***** Extrait du texte
6 réponses à “Saloperie d’immigré”

  • @nnie a dit le :

    Un descriptif bien détaillé de la procédure pour l’obtention de la carte de résident permanent, mais le titre choque ! Peux tu le rectifier ? Au Canada il y a une vraie politique en faveur de l’immigration (notamment des français, pour conserver l’héritage francophone, comme en Alberta). Tu as donc la fameuse carte depuis le 28 janvier 2014 (et non 2013). :-i

  • Pierrick a dit le :

    Je suis d’accords avec mamam! ;)
    Il faudrait réécrire ton titre, ça peu prêter à confusion chez des gens! ;)

    Sinon, faut kiffer les papiers! Et dire qu’en France on dit qu’on aime ça, on dirait que c’est pire au Canada!

    • Sébastien Launay a dit le :

      L’article fait l’apologie de l’immigration, certes ça peut prêter à confusion si un gars s’est perdu sur Internet et se retrouve ici et qu’il n’est pas assez ouvert d’esprit pour comprendre l’antiphrase ironique (et bam, nouveau terme pour toi !). Moi je trouve que c’est un bon titre bien actuel avec ce qui se passe en France (vu de l’étranger via les infos) et de la liberté d’expression ;).

      Pour ce qui est de la bureaucratie je trouve que c’est plus efficace et cordiale qu’en France, maintenant j’ai jamais tenté d’immigrer en France donc le processus est peut être même plus compliqué ou pas (je serais jamais :)).

  • Ludo a dit le :

    En gros avec cette carte de résident « permanent » (qui n’a de permanent que le nom vu qu’elle n’est valable que 5 ans :)) n’a d’intérêt que si tu es licencié ou si tu veux changer de job.
    Comment ça fonctionne vis à vis de ton passeport ? Tu as toujours la nationalité Français donc tu gardes ton passeport français ? Et si tu voulais être naturalisé Canadien, c’est faisable ?
**********
***** Données disponibles
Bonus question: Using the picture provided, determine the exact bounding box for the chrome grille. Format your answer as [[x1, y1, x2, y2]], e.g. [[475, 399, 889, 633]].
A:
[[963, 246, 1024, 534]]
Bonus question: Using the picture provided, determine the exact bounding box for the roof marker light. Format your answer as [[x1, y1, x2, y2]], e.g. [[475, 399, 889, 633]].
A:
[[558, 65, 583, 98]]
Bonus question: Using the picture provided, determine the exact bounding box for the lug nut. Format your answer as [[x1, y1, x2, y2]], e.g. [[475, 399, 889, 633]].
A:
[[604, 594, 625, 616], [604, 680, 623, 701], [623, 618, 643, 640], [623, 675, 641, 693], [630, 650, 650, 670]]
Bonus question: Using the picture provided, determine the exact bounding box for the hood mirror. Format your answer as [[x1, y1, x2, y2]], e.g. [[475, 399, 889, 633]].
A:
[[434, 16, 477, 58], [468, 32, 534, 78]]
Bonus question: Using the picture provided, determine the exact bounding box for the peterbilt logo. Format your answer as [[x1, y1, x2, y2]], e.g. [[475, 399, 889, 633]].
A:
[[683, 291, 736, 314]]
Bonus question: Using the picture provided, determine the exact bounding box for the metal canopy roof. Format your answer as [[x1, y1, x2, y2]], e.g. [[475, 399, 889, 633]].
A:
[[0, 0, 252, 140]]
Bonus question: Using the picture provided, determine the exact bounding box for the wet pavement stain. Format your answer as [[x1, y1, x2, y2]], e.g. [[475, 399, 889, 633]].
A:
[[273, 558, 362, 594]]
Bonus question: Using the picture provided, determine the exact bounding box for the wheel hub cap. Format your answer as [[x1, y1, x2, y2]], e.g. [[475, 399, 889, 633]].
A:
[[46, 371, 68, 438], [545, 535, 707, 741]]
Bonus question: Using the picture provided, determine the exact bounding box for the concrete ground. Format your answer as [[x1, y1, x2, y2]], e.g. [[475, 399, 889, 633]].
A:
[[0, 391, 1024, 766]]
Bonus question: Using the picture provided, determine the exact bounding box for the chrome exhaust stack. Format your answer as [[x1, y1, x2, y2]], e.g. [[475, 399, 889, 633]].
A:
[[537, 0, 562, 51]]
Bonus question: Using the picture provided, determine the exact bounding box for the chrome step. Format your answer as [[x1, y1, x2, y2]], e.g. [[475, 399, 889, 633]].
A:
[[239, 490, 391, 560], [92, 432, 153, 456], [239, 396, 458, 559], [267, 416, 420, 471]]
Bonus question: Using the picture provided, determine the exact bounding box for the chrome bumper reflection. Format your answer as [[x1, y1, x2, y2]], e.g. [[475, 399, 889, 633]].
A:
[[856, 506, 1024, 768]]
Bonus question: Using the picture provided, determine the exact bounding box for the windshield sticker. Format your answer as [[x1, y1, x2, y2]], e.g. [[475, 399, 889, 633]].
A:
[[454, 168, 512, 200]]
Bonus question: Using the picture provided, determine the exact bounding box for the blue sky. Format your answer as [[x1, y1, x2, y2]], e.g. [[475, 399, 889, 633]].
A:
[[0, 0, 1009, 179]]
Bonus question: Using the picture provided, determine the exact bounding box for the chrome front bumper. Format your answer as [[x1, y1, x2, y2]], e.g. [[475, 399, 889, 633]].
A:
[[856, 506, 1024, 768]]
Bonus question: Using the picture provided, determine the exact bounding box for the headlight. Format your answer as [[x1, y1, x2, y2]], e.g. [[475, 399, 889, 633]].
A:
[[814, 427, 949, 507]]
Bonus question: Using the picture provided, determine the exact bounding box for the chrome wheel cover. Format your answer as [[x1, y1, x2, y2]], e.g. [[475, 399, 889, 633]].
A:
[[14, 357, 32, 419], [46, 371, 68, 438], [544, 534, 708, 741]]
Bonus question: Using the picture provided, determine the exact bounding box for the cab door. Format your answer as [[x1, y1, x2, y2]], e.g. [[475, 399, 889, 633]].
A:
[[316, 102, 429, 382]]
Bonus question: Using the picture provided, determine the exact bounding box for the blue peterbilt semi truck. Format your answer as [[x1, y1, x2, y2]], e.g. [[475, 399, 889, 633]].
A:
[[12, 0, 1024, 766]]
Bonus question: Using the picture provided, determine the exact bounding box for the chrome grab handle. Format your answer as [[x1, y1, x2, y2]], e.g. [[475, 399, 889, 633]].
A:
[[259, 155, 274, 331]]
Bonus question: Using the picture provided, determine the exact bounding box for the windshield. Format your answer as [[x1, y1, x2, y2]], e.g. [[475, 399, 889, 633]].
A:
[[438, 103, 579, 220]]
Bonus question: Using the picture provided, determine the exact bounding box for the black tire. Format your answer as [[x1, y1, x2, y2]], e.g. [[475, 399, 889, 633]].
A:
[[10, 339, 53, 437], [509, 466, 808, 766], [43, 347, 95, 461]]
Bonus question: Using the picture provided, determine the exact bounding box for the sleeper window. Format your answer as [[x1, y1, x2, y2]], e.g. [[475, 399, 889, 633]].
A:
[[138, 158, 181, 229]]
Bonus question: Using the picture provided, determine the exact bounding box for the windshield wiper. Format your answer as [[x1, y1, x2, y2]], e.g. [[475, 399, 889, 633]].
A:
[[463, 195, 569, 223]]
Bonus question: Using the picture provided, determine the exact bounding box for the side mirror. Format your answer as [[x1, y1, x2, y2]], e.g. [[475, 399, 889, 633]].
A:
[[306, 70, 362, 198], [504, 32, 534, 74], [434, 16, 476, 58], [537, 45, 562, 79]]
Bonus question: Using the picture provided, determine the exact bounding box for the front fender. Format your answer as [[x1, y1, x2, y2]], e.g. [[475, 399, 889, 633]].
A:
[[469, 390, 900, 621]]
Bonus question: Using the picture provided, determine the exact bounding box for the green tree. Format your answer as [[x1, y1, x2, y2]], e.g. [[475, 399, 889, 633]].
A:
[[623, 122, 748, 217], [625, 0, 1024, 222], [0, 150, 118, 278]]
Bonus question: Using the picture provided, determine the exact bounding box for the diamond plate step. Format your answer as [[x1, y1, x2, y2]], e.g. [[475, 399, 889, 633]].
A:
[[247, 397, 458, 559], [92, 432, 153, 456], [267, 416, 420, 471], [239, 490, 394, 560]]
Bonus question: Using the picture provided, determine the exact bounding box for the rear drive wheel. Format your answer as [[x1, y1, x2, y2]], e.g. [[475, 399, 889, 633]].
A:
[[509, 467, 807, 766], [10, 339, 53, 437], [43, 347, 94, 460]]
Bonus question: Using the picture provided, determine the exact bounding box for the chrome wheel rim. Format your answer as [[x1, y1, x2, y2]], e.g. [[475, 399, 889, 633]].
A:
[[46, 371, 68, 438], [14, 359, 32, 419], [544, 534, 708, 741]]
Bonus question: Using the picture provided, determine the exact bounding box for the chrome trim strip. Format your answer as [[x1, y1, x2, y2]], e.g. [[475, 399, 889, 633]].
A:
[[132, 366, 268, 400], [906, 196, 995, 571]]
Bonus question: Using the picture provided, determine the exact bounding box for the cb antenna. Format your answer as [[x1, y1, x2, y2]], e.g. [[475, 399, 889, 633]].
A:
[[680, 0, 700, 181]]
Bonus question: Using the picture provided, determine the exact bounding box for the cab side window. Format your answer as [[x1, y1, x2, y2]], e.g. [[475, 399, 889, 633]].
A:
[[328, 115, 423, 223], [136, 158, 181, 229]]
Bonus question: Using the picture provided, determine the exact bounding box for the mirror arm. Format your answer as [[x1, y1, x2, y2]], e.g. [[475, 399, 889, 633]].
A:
**********
■ Activité
Recopiez sans modification le passage des commentaires sur la carte de résident permanent, de « Pour ce qui » à « c’est faisable ? ».

■ Résultat de l'exercice
Pour ce qui est de la bureaucratie je trouve que c’est plus efficace et cordiale qu’en France, maintenant j’ai jamais tenté d’immigrer en France donc le processus est peut être même plus compliqué ou pas (je serais jamais :)).

  • Ludo a dit le :

    En gros avec cette carte de résident « permanent » (qui n’a de permanent que le nom vu qu’elle n’est valable que 5 ans :)) n’a d’intérêt que si tu es licencié ou si tu veux changer de job.
    Comment ça fonctionne vis à vis de ton passeport ? Tu as toujours la nationalité Français donc tu gardes ton passeport français ? Et si tu voulais être naturalisé Canadien, c’est faisable ?